[[ INPUT RECORDS, beginning ]]

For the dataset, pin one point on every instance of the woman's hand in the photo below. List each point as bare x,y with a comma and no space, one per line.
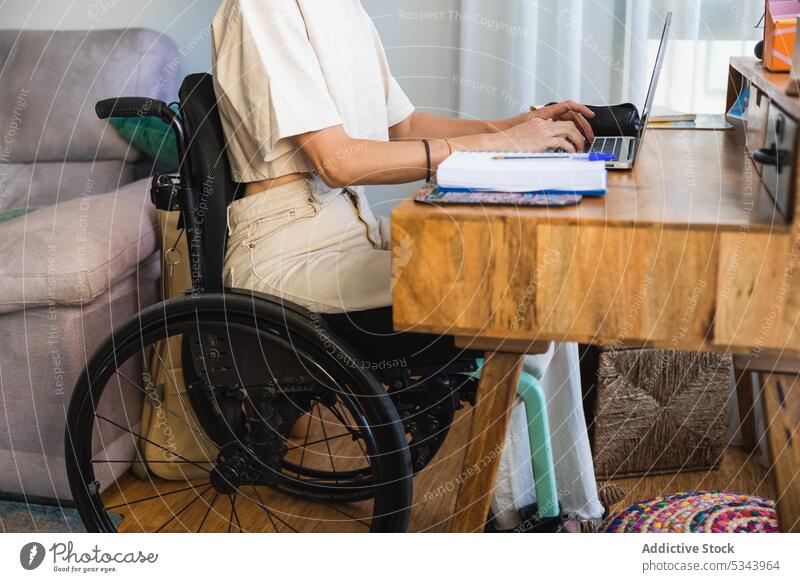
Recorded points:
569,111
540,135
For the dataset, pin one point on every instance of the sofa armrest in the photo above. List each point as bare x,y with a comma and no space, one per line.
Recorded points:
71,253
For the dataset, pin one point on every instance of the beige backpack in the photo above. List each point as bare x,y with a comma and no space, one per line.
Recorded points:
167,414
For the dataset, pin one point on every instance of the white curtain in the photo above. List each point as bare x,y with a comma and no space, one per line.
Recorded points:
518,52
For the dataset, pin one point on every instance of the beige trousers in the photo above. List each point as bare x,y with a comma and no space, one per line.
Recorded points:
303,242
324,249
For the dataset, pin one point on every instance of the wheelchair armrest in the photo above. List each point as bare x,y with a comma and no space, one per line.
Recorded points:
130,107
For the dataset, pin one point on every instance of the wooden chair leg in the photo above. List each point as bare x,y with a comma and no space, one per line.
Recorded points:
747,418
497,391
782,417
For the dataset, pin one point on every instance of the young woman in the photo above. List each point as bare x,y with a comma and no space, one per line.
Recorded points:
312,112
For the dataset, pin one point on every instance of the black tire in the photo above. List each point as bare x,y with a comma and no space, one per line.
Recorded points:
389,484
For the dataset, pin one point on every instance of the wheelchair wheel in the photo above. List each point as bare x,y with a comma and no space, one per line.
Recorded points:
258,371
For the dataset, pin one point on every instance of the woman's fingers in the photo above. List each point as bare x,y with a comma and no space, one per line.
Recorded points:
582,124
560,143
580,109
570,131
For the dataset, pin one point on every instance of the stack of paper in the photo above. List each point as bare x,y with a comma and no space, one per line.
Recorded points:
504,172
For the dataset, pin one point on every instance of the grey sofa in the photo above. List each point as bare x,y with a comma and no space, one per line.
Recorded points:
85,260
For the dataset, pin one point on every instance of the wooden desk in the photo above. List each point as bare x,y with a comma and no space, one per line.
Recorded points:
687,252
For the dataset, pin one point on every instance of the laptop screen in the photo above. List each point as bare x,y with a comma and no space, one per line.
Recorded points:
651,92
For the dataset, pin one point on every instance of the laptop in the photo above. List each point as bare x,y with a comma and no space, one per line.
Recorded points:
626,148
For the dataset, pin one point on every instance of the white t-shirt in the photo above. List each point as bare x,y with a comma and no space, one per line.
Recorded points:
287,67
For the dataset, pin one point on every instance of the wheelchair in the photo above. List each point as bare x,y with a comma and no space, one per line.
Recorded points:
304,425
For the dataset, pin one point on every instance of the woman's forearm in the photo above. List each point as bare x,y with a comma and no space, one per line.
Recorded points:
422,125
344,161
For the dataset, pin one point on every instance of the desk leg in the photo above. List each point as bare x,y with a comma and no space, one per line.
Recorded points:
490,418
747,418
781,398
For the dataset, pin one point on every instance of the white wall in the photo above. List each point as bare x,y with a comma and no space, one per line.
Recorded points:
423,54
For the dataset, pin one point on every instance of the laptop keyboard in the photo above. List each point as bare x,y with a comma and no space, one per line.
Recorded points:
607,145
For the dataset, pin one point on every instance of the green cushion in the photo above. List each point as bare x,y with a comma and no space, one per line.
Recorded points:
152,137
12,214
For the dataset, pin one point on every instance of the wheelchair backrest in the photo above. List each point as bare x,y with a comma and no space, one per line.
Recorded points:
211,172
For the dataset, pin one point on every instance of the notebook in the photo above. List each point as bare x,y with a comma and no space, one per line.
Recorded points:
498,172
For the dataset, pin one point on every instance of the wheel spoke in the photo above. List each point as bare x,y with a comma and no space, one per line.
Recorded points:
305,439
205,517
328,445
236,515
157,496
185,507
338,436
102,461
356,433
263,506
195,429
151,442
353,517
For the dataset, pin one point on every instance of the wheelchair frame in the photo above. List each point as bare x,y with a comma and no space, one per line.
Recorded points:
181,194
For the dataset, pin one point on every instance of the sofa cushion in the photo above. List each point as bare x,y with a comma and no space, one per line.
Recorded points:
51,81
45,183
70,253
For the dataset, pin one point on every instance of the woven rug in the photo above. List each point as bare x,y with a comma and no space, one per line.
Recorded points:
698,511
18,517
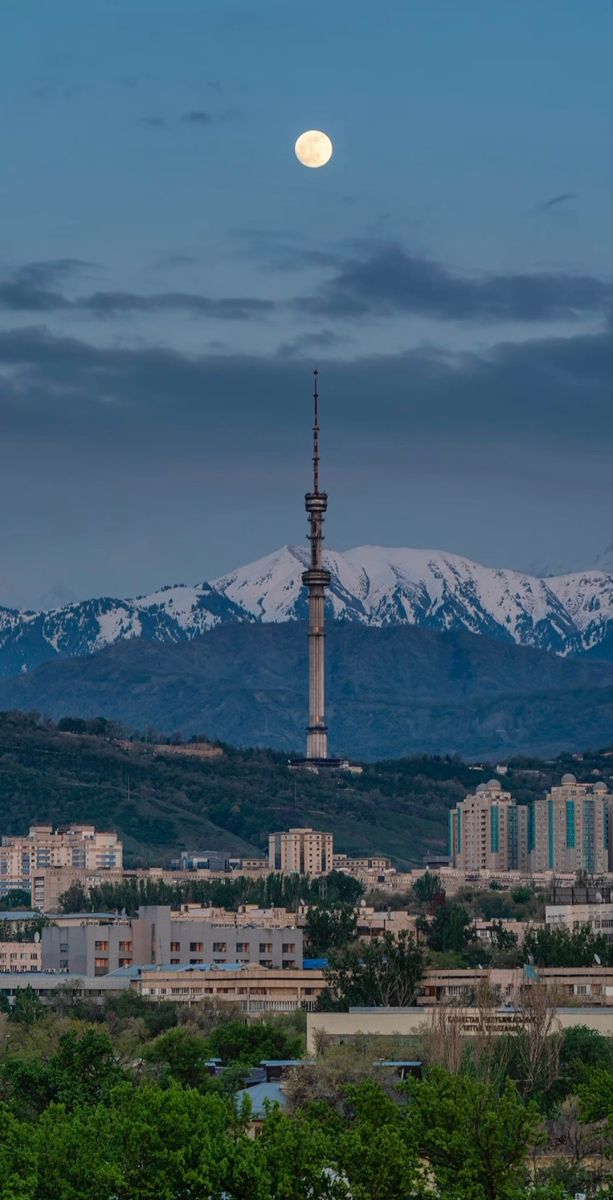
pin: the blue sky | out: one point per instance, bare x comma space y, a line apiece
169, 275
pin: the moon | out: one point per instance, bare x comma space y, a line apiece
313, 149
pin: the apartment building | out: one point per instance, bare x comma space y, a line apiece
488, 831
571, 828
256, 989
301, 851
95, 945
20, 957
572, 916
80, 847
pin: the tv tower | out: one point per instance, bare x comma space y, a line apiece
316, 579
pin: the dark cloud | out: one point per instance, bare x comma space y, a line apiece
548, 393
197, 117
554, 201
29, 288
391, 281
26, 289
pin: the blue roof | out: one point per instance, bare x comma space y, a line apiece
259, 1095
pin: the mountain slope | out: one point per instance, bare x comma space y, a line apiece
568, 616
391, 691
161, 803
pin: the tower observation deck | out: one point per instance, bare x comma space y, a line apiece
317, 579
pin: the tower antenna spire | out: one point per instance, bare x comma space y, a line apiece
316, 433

[[ INPUT RECORDS, end ]]

If a line of the data contains the word "cushion", it should be counted; state the total and nothing more.

2